* BEGIN Task data *

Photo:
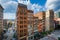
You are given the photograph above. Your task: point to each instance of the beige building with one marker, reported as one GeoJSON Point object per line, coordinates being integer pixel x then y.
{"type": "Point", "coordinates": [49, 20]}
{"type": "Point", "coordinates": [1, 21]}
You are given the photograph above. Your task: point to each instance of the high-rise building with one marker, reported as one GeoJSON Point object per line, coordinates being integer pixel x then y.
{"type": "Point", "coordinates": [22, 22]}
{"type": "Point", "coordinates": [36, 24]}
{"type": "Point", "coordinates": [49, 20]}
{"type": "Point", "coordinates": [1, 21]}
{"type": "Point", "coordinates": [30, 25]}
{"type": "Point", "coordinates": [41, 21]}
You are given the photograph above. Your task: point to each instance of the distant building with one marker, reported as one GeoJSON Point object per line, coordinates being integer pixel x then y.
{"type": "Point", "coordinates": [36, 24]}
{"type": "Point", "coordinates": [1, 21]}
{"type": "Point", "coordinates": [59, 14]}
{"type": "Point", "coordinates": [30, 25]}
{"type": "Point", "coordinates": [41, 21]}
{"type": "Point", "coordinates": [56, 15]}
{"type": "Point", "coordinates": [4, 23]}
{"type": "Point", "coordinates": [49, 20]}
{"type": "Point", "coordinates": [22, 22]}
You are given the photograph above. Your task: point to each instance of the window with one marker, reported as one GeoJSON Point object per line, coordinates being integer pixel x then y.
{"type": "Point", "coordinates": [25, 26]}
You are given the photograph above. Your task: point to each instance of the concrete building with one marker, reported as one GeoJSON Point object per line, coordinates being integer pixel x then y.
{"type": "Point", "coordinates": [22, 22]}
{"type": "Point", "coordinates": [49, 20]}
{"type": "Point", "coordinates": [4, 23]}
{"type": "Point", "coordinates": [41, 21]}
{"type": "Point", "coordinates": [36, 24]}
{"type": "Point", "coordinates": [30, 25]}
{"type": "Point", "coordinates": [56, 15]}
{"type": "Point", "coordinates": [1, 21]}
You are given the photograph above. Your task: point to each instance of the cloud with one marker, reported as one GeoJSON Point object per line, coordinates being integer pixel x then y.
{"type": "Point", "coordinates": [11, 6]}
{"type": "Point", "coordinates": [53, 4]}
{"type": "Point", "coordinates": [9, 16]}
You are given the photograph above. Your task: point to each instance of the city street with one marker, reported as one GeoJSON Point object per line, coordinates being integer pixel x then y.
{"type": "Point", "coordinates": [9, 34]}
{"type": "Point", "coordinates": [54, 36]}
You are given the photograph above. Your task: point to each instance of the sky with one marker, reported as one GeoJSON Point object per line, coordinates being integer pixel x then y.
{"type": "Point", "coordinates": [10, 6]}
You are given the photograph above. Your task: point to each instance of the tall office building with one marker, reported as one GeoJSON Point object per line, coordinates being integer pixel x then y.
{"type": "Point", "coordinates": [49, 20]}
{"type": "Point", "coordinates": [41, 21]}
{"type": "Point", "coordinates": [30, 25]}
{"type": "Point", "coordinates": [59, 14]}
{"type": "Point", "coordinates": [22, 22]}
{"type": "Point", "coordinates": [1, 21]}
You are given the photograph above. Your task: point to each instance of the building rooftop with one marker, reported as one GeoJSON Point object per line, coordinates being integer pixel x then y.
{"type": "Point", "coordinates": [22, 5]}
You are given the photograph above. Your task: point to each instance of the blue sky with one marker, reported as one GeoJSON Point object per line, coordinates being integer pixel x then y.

* END Task data *

### Required task:
Ignore the images and quote every line of the listing exactly.

### Completed task:
Photo:
You are given the photograph above. Your task: point to each instance of the beige building with one marker, reported as one GeoJSON Point object per line, coordinates being integer pixel x then y.
{"type": "Point", "coordinates": [49, 20]}
{"type": "Point", "coordinates": [1, 21]}
You are given the photograph above. Your task: point to each instance of the high-rise building with one marker, reported as one GeoJSON Point object per line, coordinates being integer pixel x then y.
{"type": "Point", "coordinates": [22, 22]}
{"type": "Point", "coordinates": [36, 24]}
{"type": "Point", "coordinates": [49, 20]}
{"type": "Point", "coordinates": [1, 21]}
{"type": "Point", "coordinates": [30, 25]}
{"type": "Point", "coordinates": [41, 21]}
You are given the photograph above. Your task: point to each instance of the distant building with one marker, reported as one GeoJSON Point object per line, coordinates being integer pixel x then y.
{"type": "Point", "coordinates": [36, 24]}
{"type": "Point", "coordinates": [1, 21]}
{"type": "Point", "coordinates": [59, 14]}
{"type": "Point", "coordinates": [30, 25]}
{"type": "Point", "coordinates": [41, 21]}
{"type": "Point", "coordinates": [56, 15]}
{"type": "Point", "coordinates": [4, 23]}
{"type": "Point", "coordinates": [49, 20]}
{"type": "Point", "coordinates": [22, 22]}
You are given the photograph above. Your task: point to each instance of the window with one marker, reported as one GeoJSON Point object per line, coordinates being integer pixel x then y.
{"type": "Point", "coordinates": [25, 26]}
You are given the photograph above. Your task: point to each instance of the concrete building with one marker, reported as one GeoJSON Point object per line, coordinates being integer pixel x then y.
{"type": "Point", "coordinates": [22, 22]}
{"type": "Point", "coordinates": [49, 20]}
{"type": "Point", "coordinates": [4, 23]}
{"type": "Point", "coordinates": [41, 21]}
{"type": "Point", "coordinates": [36, 24]}
{"type": "Point", "coordinates": [30, 25]}
{"type": "Point", "coordinates": [56, 15]}
{"type": "Point", "coordinates": [1, 21]}
You are given the photograph above. Your task: point to each instance of the cloud with one marker, reported as one GeoJSON Point object per line, coordinates being integer pixel x then y.
{"type": "Point", "coordinates": [11, 6]}
{"type": "Point", "coordinates": [53, 4]}
{"type": "Point", "coordinates": [9, 16]}
You are given the photograph above. Your task: point to each instance of the city street with one marker, reported as one GeoJSON Point object per line, coordinates being integer pixel x then y.
{"type": "Point", "coordinates": [9, 34]}
{"type": "Point", "coordinates": [54, 36]}
You are given the photograph above. Your task: point to each instance of the sky with one marker, reported as one GeoJSON Point object per line, coordinates being integer pixel x then y.
{"type": "Point", "coordinates": [10, 6]}
You are given the photograph above. Your task: point to each instance of the tall office building with one marker, reported as one GeoJSON Point object per line, coordinates being integer pixel x then y.
{"type": "Point", "coordinates": [49, 20]}
{"type": "Point", "coordinates": [41, 21]}
{"type": "Point", "coordinates": [30, 25]}
{"type": "Point", "coordinates": [59, 14]}
{"type": "Point", "coordinates": [22, 22]}
{"type": "Point", "coordinates": [1, 21]}
You are given the photograph above. Your task: point to each instance of the building rooftop with one marker, reported as one GeoJSON Point object per line, coordinates being integer pixel x then y.
{"type": "Point", "coordinates": [22, 5]}
You are given the photograph above. Your task: point to each instance of the blue sky with one marker, reported as one GeoJSON Point object per line, coordinates being integer pixel x then y.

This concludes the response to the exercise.